# The problem
All entries below must be retyped exactly, though pictures are to be skipped.

# Entries shown
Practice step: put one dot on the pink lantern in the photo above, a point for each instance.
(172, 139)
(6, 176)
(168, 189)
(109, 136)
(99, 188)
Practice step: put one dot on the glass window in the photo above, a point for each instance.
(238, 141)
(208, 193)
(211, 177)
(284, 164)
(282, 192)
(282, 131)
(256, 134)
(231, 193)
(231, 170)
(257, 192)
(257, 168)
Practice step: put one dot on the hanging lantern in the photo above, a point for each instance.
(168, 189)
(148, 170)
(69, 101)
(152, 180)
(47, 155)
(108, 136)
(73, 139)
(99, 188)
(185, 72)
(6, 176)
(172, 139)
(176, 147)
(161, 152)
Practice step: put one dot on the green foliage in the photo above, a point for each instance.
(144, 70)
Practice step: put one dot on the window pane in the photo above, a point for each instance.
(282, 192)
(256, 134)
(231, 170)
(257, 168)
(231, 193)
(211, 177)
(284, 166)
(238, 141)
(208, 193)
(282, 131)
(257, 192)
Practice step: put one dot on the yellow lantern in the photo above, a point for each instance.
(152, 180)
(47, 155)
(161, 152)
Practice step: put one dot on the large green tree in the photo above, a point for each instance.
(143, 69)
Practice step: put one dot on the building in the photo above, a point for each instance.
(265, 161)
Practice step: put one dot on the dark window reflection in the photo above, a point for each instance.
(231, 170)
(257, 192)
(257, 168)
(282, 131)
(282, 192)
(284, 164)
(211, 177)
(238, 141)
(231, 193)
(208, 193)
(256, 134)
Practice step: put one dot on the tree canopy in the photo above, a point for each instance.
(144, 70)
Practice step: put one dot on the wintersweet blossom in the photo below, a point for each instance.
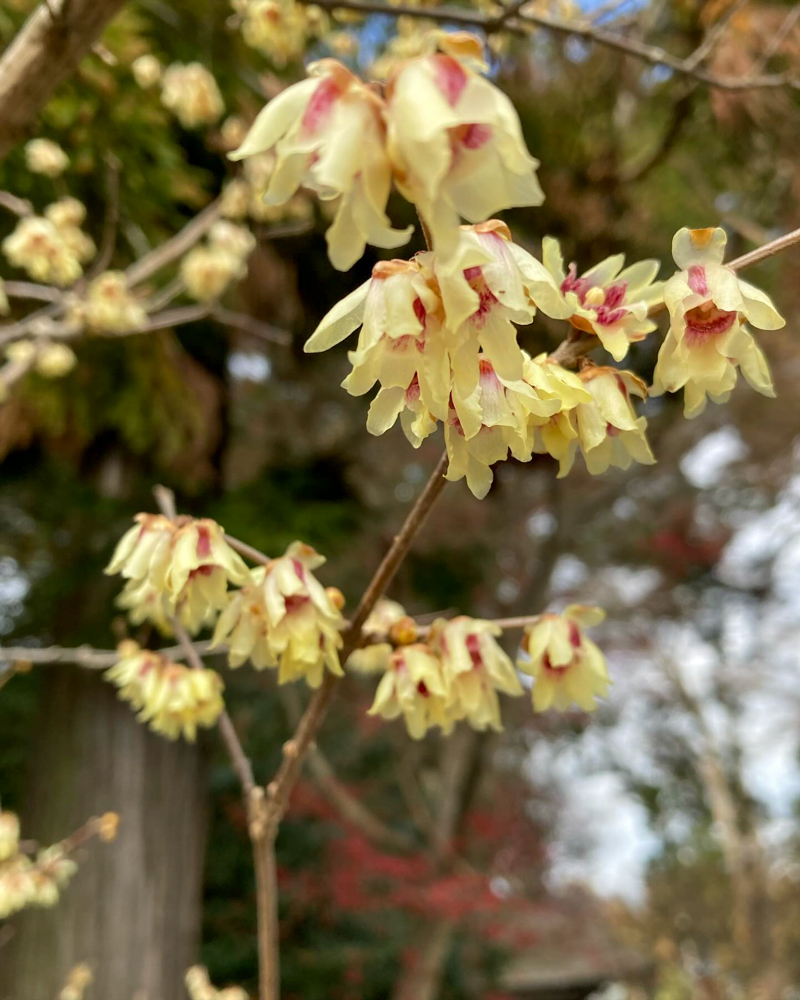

# Your response
Practice step: put one dot on the pink lantern in the photo above, a point for each instance.
(172, 139)
(6, 176)
(168, 189)
(109, 136)
(99, 188)
Practice step: put one dot on the glass window in the photo above, a point for each instance.
(238, 141)
(208, 193)
(211, 177)
(284, 164)
(282, 192)
(282, 131)
(256, 134)
(231, 193)
(231, 170)
(257, 192)
(257, 168)
Practice step: put one dot on the hanging lantern in the photo above, a point for each instance.
(168, 189)
(148, 170)
(69, 101)
(152, 180)
(47, 155)
(108, 136)
(73, 139)
(99, 188)
(185, 72)
(6, 176)
(172, 139)
(176, 147)
(161, 152)
Practice step: put one dot on the green foliage in the photo above, a point for each instance.
(144, 70)
Practice step: put one dot on the window pane in the photo above, a point for each instance.
(282, 192)
(256, 134)
(231, 170)
(257, 168)
(231, 193)
(211, 177)
(284, 166)
(238, 141)
(208, 193)
(282, 131)
(257, 192)
Practice step: put one dot on the yellow lantern in the photo above, a point for each instance.
(152, 180)
(47, 155)
(161, 152)
Practice step: put one dot on the large green tree in the photo above, a point for each instance.
(143, 69)
Practice step: put one dot on the building in the photo above, a point for each instance.
(265, 161)
Practice step: put one dot on the dark window reflection in the photo above, a point for each instance.
(231, 170)
(257, 192)
(257, 168)
(282, 131)
(282, 192)
(284, 164)
(211, 177)
(238, 141)
(231, 193)
(208, 193)
(256, 134)
Practice step: put one dot on the tree canopy in the photo above, a point for each instance.
(144, 70)
Practice step: put one dot on the wintersweet blossom in the photo below, a point for each instance.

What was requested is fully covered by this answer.